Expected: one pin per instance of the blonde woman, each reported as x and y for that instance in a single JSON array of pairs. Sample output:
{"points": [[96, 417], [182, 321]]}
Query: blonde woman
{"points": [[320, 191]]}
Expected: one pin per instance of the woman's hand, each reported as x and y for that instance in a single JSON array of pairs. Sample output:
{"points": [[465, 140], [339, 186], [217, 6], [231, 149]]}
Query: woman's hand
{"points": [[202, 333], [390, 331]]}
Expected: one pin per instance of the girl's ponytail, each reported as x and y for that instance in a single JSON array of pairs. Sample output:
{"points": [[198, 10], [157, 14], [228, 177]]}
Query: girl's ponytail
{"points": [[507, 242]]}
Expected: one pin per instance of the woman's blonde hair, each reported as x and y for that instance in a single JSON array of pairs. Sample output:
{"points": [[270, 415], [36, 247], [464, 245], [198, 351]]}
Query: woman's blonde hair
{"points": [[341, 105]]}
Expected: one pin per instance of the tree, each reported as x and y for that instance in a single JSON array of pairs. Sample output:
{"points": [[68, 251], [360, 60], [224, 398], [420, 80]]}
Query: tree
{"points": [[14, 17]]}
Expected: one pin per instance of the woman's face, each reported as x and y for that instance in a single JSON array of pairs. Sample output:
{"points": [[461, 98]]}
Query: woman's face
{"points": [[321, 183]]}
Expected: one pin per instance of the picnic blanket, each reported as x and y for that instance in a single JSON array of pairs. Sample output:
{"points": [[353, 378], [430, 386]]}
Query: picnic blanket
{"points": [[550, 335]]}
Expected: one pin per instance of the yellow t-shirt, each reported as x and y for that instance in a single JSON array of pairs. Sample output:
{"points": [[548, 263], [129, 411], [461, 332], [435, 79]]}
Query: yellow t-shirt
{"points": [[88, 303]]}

##############################

> [Short problem]: Provide every line of the records above as a JSON list of strings, one string per line, with blank lines omitted.

> [Response to this exercise]:
[
  "Expected: one pin per instance of the blonde woman, each reported as x and y for that instance in a single JSON array of pairs. Sample output:",
  "{\"points\": [[96, 417], [182, 321]]}",
  "Query: blonde woman",
  "{\"points\": [[320, 191]]}",
  "Expected: one pin per instance of the woman's hand, each reported as x and y for that instance in a single JSON array of pairs. Sample output:",
  "{\"points\": [[465, 140], [339, 186], [217, 6], [231, 149]]}",
  "Query: woman's hand",
  "{\"points\": [[202, 333], [390, 331]]}",
  "Expected: one pin per instance of the girl's ponytail, each reported as x and y for that instance in a single JSON array of pairs. Sample output:",
  "{\"points\": [[198, 10], [157, 14], [228, 177]]}",
  "Query: girl's ponytail",
  "{\"points\": [[507, 242]]}",
  "Expected: one pin per instance of the woman's blonde hair, each reported as x and y for that instance in a single JSON array of pairs. Sample output:",
  "{\"points\": [[270, 415], [36, 247], [464, 245], [198, 351]]}",
  "Query: woman's blonde hair",
  "{\"points\": [[341, 105]]}",
  "Expected: one pin per instance of the tree, each reported as x and y for that instance in a single JSON array of pairs. Sample output:",
  "{\"points\": [[68, 251], [360, 60], [224, 398], [420, 80]]}",
  "Query: tree",
  "{\"points\": [[14, 17]]}",
  "Expected: one pin per instance of the woman's face, each reported as x and y for that instance in a single JSON array of pairs. Sample output:",
  "{\"points\": [[461, 98]]}",
  "Query: woman's face",
  "{\"points\": [[321, 183]]}",
  "Expected: one pin per instance of the picnic blanket, each reported as x and y for that instance in a single JSON array of pairs. Sample output:",
  "{\"points\": [[353, 378], [430, 386]]}",
  "Query: picnic blanket",
  "{\"points\": [[550, 335]]}",
  "Expected: one pin per instance of the yellow t-shirt, each reported as x and y for that instance in a single JSON array of pairs. Sample output:",
  "{\"points\": [[548, 263], [129, 411], [461, 332], [435, 79]]}",
  "Query: yellow t-shirt",
  "{\"points\": [[88, 303]]}"
]